>> Start PROVIDED RECORDS

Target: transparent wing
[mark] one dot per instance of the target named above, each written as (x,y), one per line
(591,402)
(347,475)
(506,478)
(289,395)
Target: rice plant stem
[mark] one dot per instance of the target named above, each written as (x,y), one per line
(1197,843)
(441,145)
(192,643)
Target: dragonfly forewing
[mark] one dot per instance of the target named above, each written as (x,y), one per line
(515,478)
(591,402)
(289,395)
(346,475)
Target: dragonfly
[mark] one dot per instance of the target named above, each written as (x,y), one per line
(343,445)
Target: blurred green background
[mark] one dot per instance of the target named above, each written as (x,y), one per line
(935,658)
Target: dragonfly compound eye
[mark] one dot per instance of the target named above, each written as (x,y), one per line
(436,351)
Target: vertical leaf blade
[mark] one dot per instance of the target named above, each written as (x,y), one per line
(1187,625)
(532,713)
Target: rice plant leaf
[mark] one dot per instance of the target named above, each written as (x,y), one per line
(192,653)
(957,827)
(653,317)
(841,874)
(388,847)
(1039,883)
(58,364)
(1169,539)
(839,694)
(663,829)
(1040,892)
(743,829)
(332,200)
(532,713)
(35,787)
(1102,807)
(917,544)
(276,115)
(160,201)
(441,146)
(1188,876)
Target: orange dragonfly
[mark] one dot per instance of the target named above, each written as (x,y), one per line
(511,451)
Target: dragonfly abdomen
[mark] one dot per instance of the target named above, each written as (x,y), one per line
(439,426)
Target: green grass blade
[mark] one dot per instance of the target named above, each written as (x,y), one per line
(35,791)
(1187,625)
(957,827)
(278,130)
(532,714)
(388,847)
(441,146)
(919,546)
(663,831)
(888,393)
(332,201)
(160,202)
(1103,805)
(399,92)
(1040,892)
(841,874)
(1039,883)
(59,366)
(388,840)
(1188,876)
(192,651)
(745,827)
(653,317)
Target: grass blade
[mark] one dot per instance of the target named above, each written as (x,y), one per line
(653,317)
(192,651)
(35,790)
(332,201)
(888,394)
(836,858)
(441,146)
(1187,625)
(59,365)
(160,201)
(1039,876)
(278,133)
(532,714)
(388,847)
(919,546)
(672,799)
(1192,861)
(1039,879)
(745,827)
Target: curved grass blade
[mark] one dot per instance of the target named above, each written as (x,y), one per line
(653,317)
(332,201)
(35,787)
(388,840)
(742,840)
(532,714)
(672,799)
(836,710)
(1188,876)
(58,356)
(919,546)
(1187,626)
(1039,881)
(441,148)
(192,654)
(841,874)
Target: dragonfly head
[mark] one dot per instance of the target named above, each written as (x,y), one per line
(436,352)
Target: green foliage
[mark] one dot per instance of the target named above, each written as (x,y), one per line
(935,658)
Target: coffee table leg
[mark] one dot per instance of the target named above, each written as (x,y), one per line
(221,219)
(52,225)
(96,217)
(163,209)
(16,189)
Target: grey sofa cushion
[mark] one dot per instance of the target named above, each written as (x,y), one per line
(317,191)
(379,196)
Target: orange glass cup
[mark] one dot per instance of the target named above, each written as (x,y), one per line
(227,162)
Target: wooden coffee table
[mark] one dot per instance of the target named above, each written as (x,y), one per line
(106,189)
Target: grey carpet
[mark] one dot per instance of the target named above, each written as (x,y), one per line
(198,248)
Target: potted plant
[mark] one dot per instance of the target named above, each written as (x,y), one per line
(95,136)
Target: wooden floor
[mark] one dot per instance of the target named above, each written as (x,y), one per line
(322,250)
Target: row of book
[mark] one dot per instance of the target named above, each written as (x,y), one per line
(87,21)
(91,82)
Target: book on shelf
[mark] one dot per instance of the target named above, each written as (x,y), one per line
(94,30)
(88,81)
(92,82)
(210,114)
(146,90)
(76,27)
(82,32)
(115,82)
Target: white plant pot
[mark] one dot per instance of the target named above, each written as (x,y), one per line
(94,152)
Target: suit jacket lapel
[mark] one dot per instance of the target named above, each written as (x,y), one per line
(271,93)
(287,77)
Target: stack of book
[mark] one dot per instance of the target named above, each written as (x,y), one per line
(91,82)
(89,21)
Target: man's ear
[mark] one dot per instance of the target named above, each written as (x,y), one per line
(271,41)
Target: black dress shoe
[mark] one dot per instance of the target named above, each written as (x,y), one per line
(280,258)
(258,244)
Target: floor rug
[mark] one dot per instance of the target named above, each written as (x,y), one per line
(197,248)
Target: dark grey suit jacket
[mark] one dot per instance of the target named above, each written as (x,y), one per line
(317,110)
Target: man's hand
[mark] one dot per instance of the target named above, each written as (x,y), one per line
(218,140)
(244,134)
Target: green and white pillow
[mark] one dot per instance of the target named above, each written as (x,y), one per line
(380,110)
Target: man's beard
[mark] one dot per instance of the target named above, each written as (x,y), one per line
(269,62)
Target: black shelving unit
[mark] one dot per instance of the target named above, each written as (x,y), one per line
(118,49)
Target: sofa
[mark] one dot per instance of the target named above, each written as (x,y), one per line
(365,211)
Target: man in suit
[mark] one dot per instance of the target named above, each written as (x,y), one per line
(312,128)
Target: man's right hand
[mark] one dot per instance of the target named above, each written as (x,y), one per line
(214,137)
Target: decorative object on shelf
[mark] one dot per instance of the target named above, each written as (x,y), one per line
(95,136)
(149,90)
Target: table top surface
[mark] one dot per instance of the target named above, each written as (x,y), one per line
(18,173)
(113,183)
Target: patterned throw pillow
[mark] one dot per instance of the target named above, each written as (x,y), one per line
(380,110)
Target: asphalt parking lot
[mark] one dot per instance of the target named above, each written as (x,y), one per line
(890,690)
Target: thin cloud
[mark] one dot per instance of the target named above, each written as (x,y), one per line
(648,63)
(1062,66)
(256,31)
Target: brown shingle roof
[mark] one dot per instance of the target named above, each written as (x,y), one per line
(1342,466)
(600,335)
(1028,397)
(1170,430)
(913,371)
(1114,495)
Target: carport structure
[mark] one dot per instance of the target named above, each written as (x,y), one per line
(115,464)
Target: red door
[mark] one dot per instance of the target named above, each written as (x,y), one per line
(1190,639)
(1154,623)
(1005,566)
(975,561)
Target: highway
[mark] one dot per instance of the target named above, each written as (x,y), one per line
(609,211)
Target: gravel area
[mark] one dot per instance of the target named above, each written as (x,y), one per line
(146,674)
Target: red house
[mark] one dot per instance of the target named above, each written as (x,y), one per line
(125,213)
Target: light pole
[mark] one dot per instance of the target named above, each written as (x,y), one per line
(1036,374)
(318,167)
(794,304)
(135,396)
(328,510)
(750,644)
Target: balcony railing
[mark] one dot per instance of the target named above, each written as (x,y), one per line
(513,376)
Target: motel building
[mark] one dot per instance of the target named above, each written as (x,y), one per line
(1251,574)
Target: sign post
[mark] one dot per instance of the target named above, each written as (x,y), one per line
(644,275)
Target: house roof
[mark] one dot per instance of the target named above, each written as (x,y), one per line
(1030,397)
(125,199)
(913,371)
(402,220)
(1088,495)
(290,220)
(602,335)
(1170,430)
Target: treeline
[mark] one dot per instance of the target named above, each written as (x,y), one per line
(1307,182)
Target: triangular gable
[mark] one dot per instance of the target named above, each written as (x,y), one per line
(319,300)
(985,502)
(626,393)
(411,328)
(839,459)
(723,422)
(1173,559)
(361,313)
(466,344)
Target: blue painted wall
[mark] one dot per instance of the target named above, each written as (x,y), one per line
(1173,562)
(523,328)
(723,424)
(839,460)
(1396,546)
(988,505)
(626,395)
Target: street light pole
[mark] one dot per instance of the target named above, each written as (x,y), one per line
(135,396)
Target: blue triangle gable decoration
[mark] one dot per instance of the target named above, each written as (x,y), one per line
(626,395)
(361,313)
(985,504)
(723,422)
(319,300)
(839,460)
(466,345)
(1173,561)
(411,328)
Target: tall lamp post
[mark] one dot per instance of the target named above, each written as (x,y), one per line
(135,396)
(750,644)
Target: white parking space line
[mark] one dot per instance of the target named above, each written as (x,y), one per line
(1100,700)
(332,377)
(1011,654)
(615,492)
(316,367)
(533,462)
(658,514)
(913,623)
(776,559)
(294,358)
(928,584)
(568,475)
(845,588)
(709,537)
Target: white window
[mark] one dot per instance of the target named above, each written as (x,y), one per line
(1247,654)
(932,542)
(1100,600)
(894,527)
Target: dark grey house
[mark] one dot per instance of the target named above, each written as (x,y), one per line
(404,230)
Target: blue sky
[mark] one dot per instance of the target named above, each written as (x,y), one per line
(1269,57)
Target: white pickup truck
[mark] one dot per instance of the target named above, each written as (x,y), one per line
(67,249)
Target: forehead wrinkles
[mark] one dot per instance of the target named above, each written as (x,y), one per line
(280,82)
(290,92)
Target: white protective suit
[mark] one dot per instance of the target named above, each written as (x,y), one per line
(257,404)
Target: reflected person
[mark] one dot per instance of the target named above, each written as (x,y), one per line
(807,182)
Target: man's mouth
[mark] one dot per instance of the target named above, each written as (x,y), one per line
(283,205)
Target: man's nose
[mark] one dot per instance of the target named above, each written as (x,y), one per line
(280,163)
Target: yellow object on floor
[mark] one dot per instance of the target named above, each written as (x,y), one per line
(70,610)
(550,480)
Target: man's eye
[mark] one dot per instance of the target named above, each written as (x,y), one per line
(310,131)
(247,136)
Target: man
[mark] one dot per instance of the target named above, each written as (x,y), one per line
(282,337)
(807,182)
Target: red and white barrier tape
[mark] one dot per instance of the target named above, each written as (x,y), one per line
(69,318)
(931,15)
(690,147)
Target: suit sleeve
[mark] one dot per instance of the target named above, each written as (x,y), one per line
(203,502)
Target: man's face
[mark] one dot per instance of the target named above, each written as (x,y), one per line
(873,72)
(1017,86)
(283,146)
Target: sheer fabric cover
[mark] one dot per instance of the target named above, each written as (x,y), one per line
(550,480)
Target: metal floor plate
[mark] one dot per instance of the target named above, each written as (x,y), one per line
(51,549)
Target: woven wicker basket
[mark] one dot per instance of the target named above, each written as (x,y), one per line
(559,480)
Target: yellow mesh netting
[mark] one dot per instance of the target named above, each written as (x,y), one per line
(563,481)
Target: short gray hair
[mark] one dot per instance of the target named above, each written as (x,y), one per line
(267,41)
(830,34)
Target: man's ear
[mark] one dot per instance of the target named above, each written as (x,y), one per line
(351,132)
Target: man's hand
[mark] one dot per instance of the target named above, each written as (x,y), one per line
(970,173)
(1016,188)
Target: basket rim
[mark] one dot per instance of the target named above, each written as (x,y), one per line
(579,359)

>> End PROVIDED RECORDS

REQUIREMENT
Exact repetition is required for the lines from the one that contains "Target: man's eye" through the final line; leave out everything else.

ANSWER TO THIS TASK
Target: man's eye
[mark] one dot per instance of the target named above, each written as (x,y), one per line
(310,131)
(247,136)
Target: man
[mark] one dot per instance of the target named above, each written as (x,y), one per line
(282,337)
(807,182)
Target: red and white barrier tape
[mark] one dot per instance of the target named above, each written as (x,y), one per line
(69,318)
(931,15)
(690,147)
Target: suit sleeve
[mark] one dot per instance of the target named above, each written as (x,y), one per line
(203,502)
Target: man's face
[mark] one dot per instance of the target named above, each written as (x,y), one per line
(873,72)
(1017,86)
(283,146)
Target: sheer fabric cover
[mark] one dot per instance of the target named above, each written as (x,y), one per line
(550,480)
Target: metal floor plate
[mark] one dot per instance of the target named above, each written as (x,y), one per line
(51,549)
Target: woven wicker basket
[mark] one dot per instance of the target named above, each written as (x,y), one per line
(559,480)
Target: yellow mesh netting
[mark] one dot per instance of the target named above, each written as (x,y), one per line
(563,481)
Target: short gray hair
[mark] one dot per instance of the target named above, each written as (x,y), one per line
(267,41)
(830,34)
Target: man's ear
[mark] one dot per instance of the target named above, each written as (x,y), one per line
(351,132)
Target: man's hand
[mark] one dot per instance of the target named above, each written as (x,y), one per line
(970,173)
(1016,188)
Target: basket rim
[mark] one dot per instance of the target named above, each written as (x,y), one per line
(579,359)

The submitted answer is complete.